----- SOURCE PASSAGE -----

- Theatrical release poster
- Directed by: David Slade
- Screenplay by: Steve Niles; Stuart Beattie; Brian Nelson;
- Based on: 30 Days of Night by Steve Niles Ben Templesmith
- Produced by: Sam Raimi; Robert Tapert;
- Starring: Josh Hartnett; Melissa George; Danny Huston; Ben Foster; Mark Boone Junior;
- Cinematography: Jo Willems
- Edited by: Art Jones
- Music by: Brian Reitzell
- Production companies: Columbia Pictures; Ghost House Pictures; Dark Horse Entertainment;
- Distributed by: Sony Pictures Releasing (North America and select international territories) Mandate International (International)
- Release date: October 19, 2007;
- Running time: 114 minutes
- Country: United States
- Language: English
- Budget: $30 million
- Box office: $75.5 million

= 30 Days of Night (film) =

2007 American horror film by David Slade

30 Days of Night is a 2007 American horror film based on the 2002 comic book miniseries of the same name by Steve Niles, who also co-wrote the film's screenplay. Directed by David Slade and starring Josh Hartnett and Melissa George, the story focuses on an Alaskan town beset by vampires as it enters into a 30-day-long polar night.

The film was released by Sony Pictures Releasing on October 19, 2007 to mixed critical reviews, and grossed $75.5 million against a budget of $30 million. Its success resulted in a franchise, including a two television miniseries, Blood Trails and Dust to Dust, and a sequel film, Dark Days.

==Plot==
As the town of Barrow, Alaska prepares for the annual month-long polar night, a stranger arrives from a large icebreaker ship that is hidden some ways off and walks into town. Evading detection, he begins sabotaging means of communication and transportation by stealing/burning all of the satellite phones, destroying a helicopter, and killing all of the sled dogs.

-----

_EXERCISE TASK_
Quote the 30 Days of Night article from "The film was" to "the sled dogs.". The material has no connection to the 30 Days of Night article.

----- RECORDED DATA -----

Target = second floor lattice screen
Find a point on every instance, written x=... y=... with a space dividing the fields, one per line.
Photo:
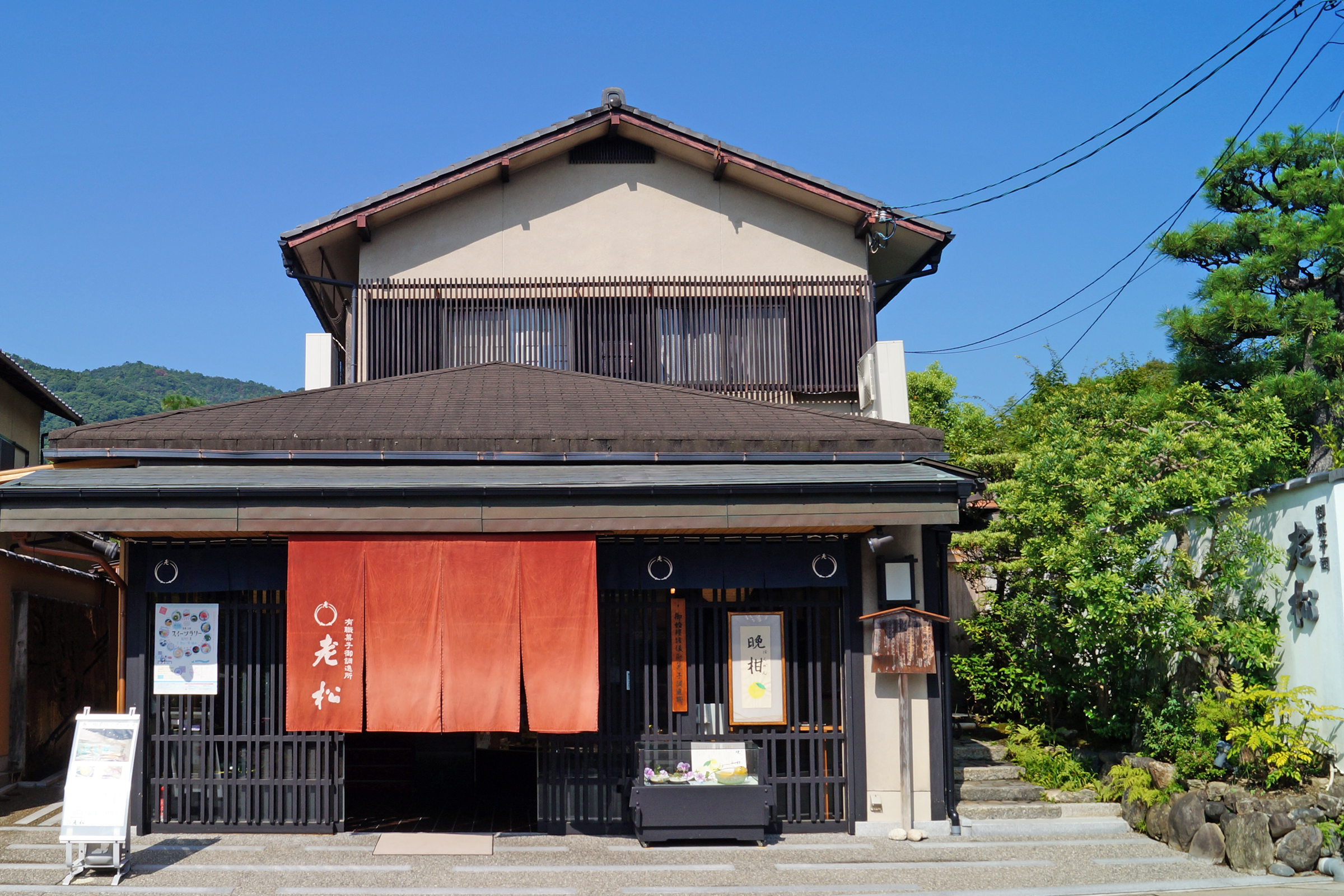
x=765 y=338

-----

_SOLVED EXERCISE_
The film was released by Sony Pictures Releasing on October 19, 2007 to mixed critical reviews, and grossed $75.5 million against a budget of $30 million. Its success resulted in a franchise, including a two television miniseries, Blood Trails and Dust to Dust, and a sequel film, Dark Days.

==Plot==
As the town of Barrow, Alaska prepares for the annual month-long polar night, a stranger arrives from a large icebreaker ship that is hidden some ways off and walks into town. Evading detection, he begins sabotaging means of communication and transportation by stealing/burning all of the satellite phones, destroying a helicopter, and killing all of the sled dogs.